Supplied data
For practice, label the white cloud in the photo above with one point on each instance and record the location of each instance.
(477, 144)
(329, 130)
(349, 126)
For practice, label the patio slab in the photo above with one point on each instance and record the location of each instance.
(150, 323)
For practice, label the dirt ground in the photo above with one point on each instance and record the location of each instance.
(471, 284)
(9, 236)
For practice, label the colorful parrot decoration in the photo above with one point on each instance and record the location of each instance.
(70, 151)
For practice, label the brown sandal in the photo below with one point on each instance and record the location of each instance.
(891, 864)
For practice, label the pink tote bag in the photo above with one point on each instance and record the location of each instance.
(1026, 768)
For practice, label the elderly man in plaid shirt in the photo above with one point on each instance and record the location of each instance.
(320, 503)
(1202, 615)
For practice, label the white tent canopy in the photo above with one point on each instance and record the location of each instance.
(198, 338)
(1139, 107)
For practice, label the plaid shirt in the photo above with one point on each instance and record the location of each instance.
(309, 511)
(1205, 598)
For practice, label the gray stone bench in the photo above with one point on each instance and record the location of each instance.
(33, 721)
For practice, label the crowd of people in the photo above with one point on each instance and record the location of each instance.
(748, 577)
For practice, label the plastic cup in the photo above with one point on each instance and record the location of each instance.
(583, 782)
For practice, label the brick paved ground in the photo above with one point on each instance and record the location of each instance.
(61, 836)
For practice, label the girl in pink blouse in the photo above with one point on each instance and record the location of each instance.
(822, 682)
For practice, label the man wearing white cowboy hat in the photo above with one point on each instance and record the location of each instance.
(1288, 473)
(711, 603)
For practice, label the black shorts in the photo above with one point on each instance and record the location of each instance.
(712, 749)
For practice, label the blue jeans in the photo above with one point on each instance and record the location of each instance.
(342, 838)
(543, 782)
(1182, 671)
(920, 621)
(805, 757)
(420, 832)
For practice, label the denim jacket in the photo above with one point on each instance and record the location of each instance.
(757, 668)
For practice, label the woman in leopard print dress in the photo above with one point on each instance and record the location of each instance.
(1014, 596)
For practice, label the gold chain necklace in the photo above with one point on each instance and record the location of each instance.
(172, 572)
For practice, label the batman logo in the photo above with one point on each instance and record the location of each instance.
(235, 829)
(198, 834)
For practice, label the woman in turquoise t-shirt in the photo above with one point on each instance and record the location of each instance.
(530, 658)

Problem description
What you return should consist solely of the lines from the one containing "For practice, label the batman" through the end of the entries above, reproduced exactly.

Your solution
For practice, label the batman logo in the photo above with one point on each instance and record the location of each instance.
(235, 829)
(198, 834)
For practice, label the woman in turquoise t-shirt in the photo above with one point on each instance and record the location of each instance.
(530, 658)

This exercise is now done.